• **Problems to work on**:
a. According to the company profile, in what year did Action Construction Equipment roll out its first mobile tower crane?
b. Reproduce the part of the company profile starting at "2004 – sold" and ending at "subsidiary, Frested Ltd.".
** START OF Selected passage **
Action Construction Equipment Ltd. is an Indian material handling and construction equipment manufacturing company, incorporated in 1995.

The company has eight manufacturing sites in Faridabad, Haryana, with a research and development in Faridabad district, and has a manufacturing capacity of 12000 construction equipment and 9000 tractors annually. Their product portfolio is divided into four main categories: agricultural equipment, construction equipment, road construction equipment, and earth-moving machinery, mainly catering to Asia-Pacific, Africa and Latin America regions.

In 2019, the company was ranked at #223 in Fortune magazine's "Next 500" list of midsized Indian companies.

Timeline
1995 – company incorporated, rolled out its first hydraulic mobile crane
1997 – received ISO 9001:2008 certification; established regional office in Mumbai
1998 – rolled out first mobile tower crane
1999 – rolled out its first small Loader; exported its first machine
2001 – partnership with Autogru PM, Italy for distribution of their products.
2004 – sold first tower crane and began developing fixed tower cranes
2006 – formed joint venture with Italian firm Tigieffe; listing on Stock Exchange – BSE and NSE; CNBC TV 18 emerging company award
2007  – launched forklift truck; became first Indian construction equipment manufacturer to be accorded CE marking; approved acquisition of a Romanian company by its Cyprus-based subsidiary, Frested Ltd.
** END OF Selected passage **
** START OF Information provided **
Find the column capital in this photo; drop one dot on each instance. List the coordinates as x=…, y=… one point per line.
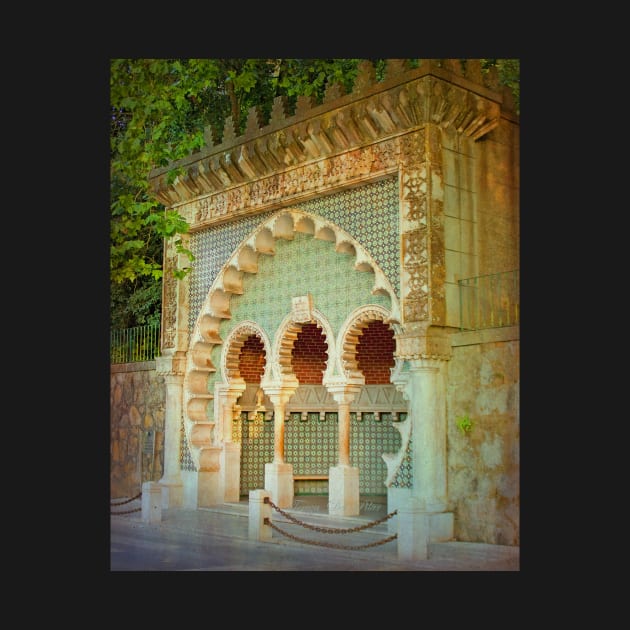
x=343, y=393
x=421, y=342
x=280, y=392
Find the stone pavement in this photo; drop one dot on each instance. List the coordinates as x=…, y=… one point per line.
x=217, y=539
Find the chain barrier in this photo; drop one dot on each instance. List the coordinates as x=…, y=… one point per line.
x=329, y=530
x=112, y=504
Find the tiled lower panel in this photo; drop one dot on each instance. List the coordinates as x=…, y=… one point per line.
x=311, y=445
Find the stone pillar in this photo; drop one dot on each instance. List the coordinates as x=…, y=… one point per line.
x=151, y=502
x=428, y=437
x=422, y=519
x=343, y=482
x=278, y=474
x=171, y=481
x=258, y=512
x=225, y=397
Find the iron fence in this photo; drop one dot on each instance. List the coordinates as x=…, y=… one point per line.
x=129, y=345
x=490, y=301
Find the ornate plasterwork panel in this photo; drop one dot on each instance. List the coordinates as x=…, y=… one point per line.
x=295, y=185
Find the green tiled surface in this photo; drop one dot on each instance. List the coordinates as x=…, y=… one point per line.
x=299, y=266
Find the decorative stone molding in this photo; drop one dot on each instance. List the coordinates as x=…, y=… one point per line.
x=436, y=92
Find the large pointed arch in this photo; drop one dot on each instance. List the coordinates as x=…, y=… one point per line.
x=198, y=400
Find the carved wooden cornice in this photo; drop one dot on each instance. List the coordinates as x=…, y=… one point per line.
x=437, y=92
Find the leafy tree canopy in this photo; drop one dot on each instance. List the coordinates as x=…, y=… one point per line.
x=159, y=110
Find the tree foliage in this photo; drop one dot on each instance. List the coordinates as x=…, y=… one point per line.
x=159, y=110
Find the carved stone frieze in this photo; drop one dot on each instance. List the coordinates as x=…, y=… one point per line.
x=435, y=93
x=169, y=301
x=294, y=184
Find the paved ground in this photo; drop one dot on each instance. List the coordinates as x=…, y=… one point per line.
x=216, y=539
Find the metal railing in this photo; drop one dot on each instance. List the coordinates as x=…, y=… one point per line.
x=490, y=301
x=130, y=345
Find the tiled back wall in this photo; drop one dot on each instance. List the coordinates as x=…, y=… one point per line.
x=370, y=215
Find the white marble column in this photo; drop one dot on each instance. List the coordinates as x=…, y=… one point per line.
x=225, y=396
x=171, y=481
x=423, y=519
x=343, y=479
x=278, y=474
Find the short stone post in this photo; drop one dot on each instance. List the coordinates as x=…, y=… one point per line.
x=259, y=510
x=151, y=502
x=413, y=532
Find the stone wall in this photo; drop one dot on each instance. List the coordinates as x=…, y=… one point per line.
x=137, y=401
x=483, y=463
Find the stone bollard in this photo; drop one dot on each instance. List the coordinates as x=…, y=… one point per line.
x=413, y=532
x=151, y=502
x=258, y=511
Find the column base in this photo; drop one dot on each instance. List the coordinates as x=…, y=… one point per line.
x=343, y=491
x=418, y=528
x=172, y=493
x=279, y=483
** END OF Information provided **
• **Final answers**:
a. 1998

b.
2004 – sold first tower crane and began developing fixed tower cranes
2006 – formed joint venture with Italian firm Tigieffe; listing on Stock Exchange – BSE and NSE; CNBC TV 18 emerging company award
2007  – launched forklift truck; became first Indian construction equipment manufacturer to be accorded CE marking; approved acquisition of a Romanian company by its Cyprus-based subsidiary, Frested Ltd.